Task directions: Quote the whole listing word for word. Do not include the pictures.

┌─ Stored data

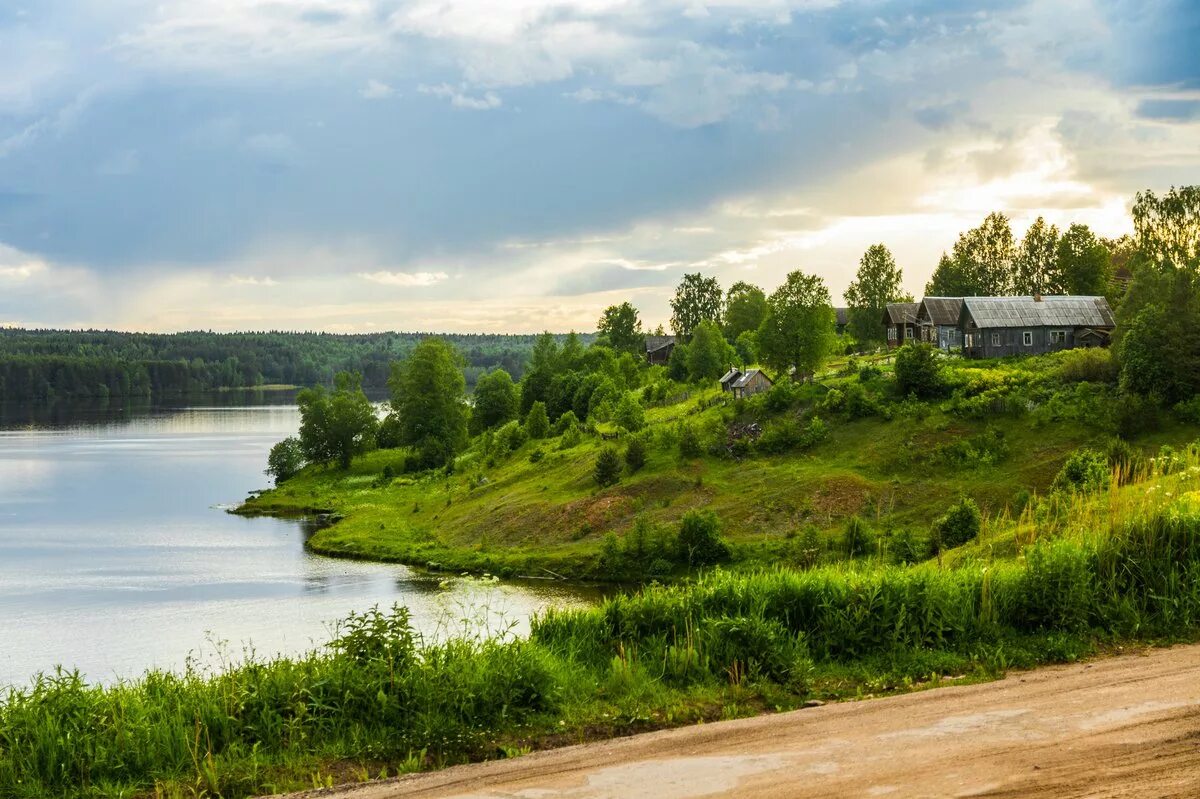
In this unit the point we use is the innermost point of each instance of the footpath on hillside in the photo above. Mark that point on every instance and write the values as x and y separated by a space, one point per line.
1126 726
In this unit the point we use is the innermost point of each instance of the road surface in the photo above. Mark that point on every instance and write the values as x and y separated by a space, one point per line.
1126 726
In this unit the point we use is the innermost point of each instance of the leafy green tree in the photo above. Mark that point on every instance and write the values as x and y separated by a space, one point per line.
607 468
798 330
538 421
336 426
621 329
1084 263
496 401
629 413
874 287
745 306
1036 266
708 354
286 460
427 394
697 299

└─

Finished answer:
In this unit the point we use is the innermost point of each instance of the footpath on hillside in the photo above. Mark that point on every instance and write the values as x and y separated by a space, one point per line.
1126 726
In this unit the point we use is the innermost point of each instance of the road surface in the photo above. Mark that point on every instance and write the values as x and y separated by a space, one point per line.
1126 726
In this unit the point we use is the innermost point of each instance of the leafy green tree in the photo above. Mark that point on every instance and write the values as x and y separated by a space, one point per line.
607 468
798 330
538 421
336 426
621 329
1084 263
496 401
629 413
874 287
745 306
1036 266
708 354
286 460
427 394
697 299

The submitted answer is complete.